*Source text:*
-------
That mutant power is due to us having White skin in a society that has been built on the very real but man-made construct that is racism which favors White bodies ahead of Black bodies for a variety of nuanced and complex reasons. Like the mutants, this power was not chosen and we did absolutely nothing to deserve it. Also, like the mutants, I’ve learned through learning, listening, and soul searching, that there are many ways in which that power can be used for good or for evil.
The reason I opened this essay with my exposure to Storm as the first example of a female Black character in my life wasn’t to celebrate and give the impression that I was somehow “woke” before it was cool. Not the case. I am learning from listening to Black voices that type of rhetoric is all too often the narrative that many White people use when trying to discuss racism and privilege. Especially moderate to progressive White people who think that solely voting for a certain political party makes them “not racist.”
Unfortunately, I’m learning - and realizing firsthand when examining my own thoughts, feelings, and actions - that is not the case for me. While Storm definitely gave me an example and entry point for some form of Black leadership or power, I share this story more to shine a light on how much of a problem that lack of exposure to Black lives and voices created. Not only was I benefitting from a large amount of privilege due to a racist society that was stacking things in my favor, but the forcefield of protection my White skin afforded me, mixed with the lack of exposure to Black life experiences and voices created blindspots in my self and situational awareness. That lack of awareness meant that I perpetuated many racist actions, thoughts, and opinions over the course of my life that I am not proud of.
Now that I have taken a deeper dive into studying racism, privilege, equality, and equity from a number of Black experts, creatives, and educators, I realize it will take a very long time to deconstruct from the racist elements of my worldview and continually work to be aware of my multiple privileges (White skin, able body, cis-gendered, male, etc) as I learn how to make anti-racism part of my regular personal work.
Now that I am zooming out quite a bit from my lived experience (also called de-centering) as I am working to assess all that I have mentioned up to this point, I am starting to think - what else have I been wrong on?
With Pentecost and the Social Justice Austin protest coinciding so sharply around the same time, I decided to start there to investigate. First - I have known in theory for some time that Jesus most definitely was not the White-skinned, blue-eyed, golden brown-haired man I had imagined when growing up.
-------
*Data lines:*
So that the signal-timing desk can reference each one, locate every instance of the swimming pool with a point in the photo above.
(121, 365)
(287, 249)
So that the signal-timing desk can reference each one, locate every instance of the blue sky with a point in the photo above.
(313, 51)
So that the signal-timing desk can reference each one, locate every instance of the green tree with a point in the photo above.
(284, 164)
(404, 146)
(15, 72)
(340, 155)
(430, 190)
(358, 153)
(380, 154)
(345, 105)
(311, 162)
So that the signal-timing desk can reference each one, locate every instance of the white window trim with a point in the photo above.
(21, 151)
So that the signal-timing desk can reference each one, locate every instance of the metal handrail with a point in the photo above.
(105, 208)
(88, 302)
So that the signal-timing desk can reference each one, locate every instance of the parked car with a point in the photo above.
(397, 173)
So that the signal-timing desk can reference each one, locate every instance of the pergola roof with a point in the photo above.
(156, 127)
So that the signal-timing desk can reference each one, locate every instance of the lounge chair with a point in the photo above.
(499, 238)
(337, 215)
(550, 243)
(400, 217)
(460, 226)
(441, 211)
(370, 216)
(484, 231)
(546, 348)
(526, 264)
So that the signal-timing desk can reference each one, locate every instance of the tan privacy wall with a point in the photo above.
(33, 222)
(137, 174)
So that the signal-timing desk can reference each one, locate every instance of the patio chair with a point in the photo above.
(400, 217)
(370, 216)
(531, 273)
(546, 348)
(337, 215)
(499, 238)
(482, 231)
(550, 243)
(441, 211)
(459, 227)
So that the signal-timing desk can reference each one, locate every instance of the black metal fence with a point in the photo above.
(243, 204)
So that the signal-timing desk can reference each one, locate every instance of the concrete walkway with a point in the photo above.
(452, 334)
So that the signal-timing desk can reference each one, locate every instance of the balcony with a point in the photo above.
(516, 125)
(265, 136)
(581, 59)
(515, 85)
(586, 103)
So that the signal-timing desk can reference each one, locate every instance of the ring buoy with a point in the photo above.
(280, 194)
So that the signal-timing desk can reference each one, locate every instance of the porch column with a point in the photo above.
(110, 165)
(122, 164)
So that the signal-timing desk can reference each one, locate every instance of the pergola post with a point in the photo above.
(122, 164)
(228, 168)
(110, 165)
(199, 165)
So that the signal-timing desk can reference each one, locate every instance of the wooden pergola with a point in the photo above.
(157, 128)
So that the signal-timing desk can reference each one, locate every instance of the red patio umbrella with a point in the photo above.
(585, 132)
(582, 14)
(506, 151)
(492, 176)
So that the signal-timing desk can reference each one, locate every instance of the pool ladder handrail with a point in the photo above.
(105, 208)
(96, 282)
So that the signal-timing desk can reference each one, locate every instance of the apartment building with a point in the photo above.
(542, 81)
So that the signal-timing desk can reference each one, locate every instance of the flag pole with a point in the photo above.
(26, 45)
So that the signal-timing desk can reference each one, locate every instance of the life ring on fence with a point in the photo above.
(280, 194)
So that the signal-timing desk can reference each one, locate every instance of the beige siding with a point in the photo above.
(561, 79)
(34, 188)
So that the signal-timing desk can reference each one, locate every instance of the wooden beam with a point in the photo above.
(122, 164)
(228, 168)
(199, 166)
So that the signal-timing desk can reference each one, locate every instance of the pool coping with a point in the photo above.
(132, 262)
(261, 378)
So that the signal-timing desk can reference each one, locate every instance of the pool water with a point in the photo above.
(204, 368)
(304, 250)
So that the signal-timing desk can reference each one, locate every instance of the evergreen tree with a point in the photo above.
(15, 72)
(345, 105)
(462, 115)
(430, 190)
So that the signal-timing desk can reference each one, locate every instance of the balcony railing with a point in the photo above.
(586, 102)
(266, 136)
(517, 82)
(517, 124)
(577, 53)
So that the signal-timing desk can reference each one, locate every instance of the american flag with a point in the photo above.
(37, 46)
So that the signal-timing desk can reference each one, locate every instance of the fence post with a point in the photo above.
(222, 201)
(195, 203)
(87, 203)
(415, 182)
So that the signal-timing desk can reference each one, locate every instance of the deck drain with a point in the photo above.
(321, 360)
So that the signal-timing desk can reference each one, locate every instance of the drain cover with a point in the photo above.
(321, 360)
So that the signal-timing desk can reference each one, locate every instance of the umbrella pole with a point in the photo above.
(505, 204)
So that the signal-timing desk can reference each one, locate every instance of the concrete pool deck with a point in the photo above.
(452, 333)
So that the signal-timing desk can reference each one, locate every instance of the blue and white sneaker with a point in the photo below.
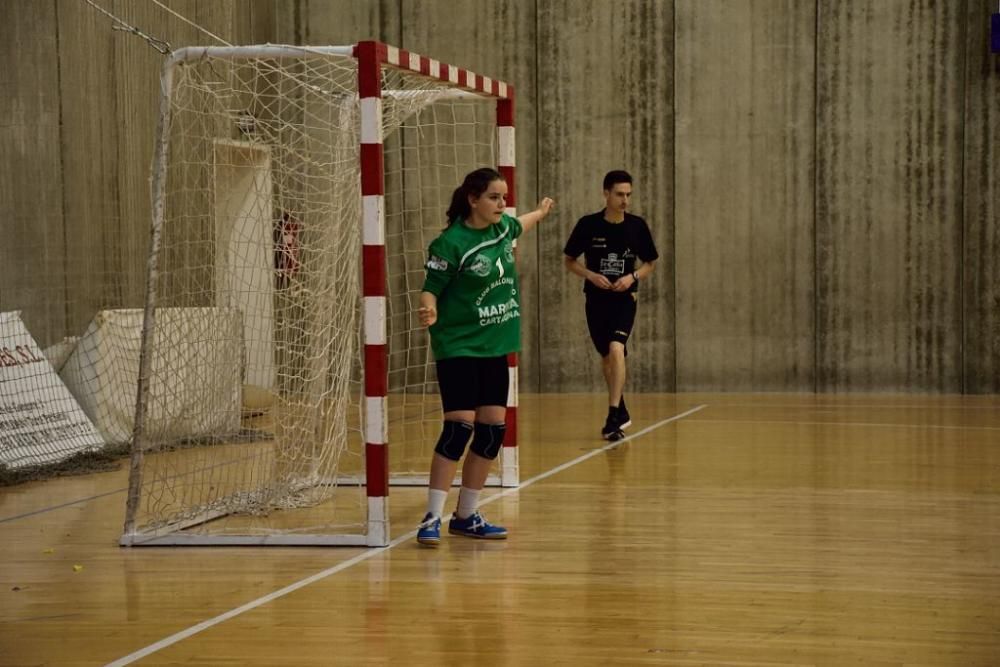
(476, 526)
(429, 530)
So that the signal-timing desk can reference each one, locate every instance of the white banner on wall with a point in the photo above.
(40, 421)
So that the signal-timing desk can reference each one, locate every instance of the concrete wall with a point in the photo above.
(819, 176)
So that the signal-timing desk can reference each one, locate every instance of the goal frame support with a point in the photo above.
(371, 57)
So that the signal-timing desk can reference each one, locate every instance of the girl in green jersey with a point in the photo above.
(471, 303)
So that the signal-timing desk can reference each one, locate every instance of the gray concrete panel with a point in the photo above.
(32, 249)
(744, 165)
(981, 289)
(889, 196)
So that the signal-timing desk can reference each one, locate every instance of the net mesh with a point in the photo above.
(252, 423)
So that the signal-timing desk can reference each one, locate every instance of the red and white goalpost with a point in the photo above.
(295, 192)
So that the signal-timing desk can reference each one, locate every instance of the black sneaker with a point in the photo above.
(624, 419)
(612, 429)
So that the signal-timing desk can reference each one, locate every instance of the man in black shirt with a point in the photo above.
(619, 253)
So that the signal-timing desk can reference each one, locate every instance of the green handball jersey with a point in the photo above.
(472, 274)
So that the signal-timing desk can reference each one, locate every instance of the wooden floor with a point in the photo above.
(756, 530)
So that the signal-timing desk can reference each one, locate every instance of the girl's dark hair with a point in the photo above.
(475, 184)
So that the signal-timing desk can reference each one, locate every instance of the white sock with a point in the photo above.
(468, 502)
(435, 501)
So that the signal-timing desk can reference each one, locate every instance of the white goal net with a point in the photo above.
(252, 418)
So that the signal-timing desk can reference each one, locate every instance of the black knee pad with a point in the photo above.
(454, 437)
(488, 440)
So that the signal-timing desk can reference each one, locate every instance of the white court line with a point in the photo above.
(859, 424)
(302, 583)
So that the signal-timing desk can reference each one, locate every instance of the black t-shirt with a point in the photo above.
(610, 248)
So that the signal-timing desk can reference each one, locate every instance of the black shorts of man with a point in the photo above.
(619, 253)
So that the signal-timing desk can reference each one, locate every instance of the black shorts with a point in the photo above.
(470, 382)
(610, 318)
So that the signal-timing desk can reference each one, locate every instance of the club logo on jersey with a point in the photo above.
(436, 263)
(612, 266)
(481, 265)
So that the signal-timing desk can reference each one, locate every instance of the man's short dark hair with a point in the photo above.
(616, 176)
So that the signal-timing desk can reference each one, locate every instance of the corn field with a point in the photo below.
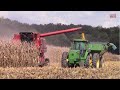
(19, 61)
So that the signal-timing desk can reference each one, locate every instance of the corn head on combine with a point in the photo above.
(39, 41)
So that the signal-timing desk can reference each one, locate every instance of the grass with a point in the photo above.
(19, 62)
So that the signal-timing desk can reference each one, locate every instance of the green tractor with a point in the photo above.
(85, 54)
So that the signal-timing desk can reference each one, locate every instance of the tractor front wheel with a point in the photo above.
(97, 63)
(88, 62)
(64, 62)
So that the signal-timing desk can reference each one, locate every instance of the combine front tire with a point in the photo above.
(97, 63)
(64, 62)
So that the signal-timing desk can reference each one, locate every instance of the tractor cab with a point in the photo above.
(79, 44)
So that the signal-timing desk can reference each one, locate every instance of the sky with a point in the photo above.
(93, 18)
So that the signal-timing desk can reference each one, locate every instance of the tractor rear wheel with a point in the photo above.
(64, 62)
(47, 61)
(97, 63)
(88, 62)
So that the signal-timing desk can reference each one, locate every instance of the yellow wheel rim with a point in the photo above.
(90, 62)
(98, 64)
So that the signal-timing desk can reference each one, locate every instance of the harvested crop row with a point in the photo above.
(111, 70)
(13, 55)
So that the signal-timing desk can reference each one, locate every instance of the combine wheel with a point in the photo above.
(64, 62)
(88, 61)
(97, 63)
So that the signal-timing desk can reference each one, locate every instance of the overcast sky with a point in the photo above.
(93, 18)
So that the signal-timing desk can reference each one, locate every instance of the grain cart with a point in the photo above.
(85, 54)
(39, 41)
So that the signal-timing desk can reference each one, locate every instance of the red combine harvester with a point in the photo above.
(39, 41)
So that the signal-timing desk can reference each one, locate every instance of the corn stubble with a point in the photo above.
(19, 62)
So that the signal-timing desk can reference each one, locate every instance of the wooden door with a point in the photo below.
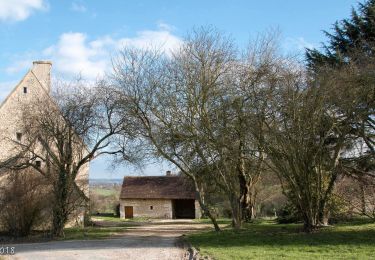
(128, 211)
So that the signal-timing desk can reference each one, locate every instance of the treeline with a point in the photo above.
(225, 117)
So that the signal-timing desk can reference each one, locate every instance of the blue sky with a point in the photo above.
(80, 36)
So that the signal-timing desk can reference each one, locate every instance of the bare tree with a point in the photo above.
(61, 134)
(26, 203)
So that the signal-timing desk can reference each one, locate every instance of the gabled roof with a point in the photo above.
(157, 187)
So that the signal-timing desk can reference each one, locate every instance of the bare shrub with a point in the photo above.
-------
*Written tasks:*
**1)** In the essay on racism and privilege, which two events coincided around the same time?
**2)** Retype the passage of the essay on racism and privilege between "Unfortunately, I’m learning" and "not proud of.", inclusive.
**3)** Continue the essay on racism and privilege from where it stops.
The rows come from a separate source, not from the essay on racism and privilege.

*Task answers:*
**1)** Pentecost and the Social Justice Austin protest.

**2)**
Unfortunately, I’m learning - and realizing firsthand when examining my own thoughts, feelings, and actions - that is not the case for me. While Storm definitely gave me an example and entry point for some form of Black leadership or power, I share this story more to shine a light on how much of a problem that lack of exposure to Black lives and voices created. Not only was I benefitting from a large amount of privilege due to a racist society that was stacking things in my favor, but the forcefield of protection my White skin afforded me, mixed with the lack of exposure to Black life experiences and voices created blindspots in my self and situational awareness. That lack of awareness meant that I perpetuated many racist actions, thoughts, and opinions over the course of my life that I am not proud of.

**3)**
Next - readings and experiences listening to Black faith educators like Dr. Chanequa Walker-Barnes and Lisa Sharon Harper have helped me realize that if we decenter Jesus’ story further away from the westernized White Christian narrative, it does look a lot different.
A more historically accurate imagining would be a Jesus with brown skin, living as a minority while Israel was under Roman control who was causing a lot of commotion for radically going against many traditional norms of his Jewish culture and religion as well as Roman law. Radical acts like valuing women’s voices and even letting them touch him (a no-no back then) and lifting up the poor and marginalized as equal voices to those who have power and money.
When examined in that way, it seems as though Jesus wasn’t anything like what White, heterosexual Evangelicals are preaching at all!
While I have deconstructed so many aspects of my faith, I still have something there holding strong against all the external forces this world throws at us. That faith is in values that I learned growing up as well as those that I have learned once I started to allow other voices - voices I was taught to keep out as ‘other’ - inside my headspace. Like the belief that we can experience the Divine in the presence of others, or that we are created in God’s image.
Those beliefs, mixed with what I have learned from de-centering so far, is that we are mistaken when we apply only male pronouns to God in the very same way that we are wrong when we only view Them as White because the Bible was written and handled by men for thousands of years who undoubtedly centered God in their experience.
With all this in mind, I do wonder what God would think about the Black Lives Matter movement. Ultimately, that is between each of us as individuals and our conception (or lack thereof) of the Spirit, but it is interesting to ponder…
What would a Black Goddess, with the ability to tap into the emotions of all living things on the planet, want us to do? Sit complacent on the sidelines or be compelled to act as the forces of nature She controls? What would She say with Her beautifully powerful voice? I think I have an idea…
“WINDS, HEAR MY CRY!”
Note: If you'd like to discuss any of the ideas explored here, I would love to hear from you at firstname.lastname@example.org. Specifically, if any elements of this essay brought negative emotions or discomfort as a BIPOC individual, I want to listen, learn, and improve as a writer moving forward.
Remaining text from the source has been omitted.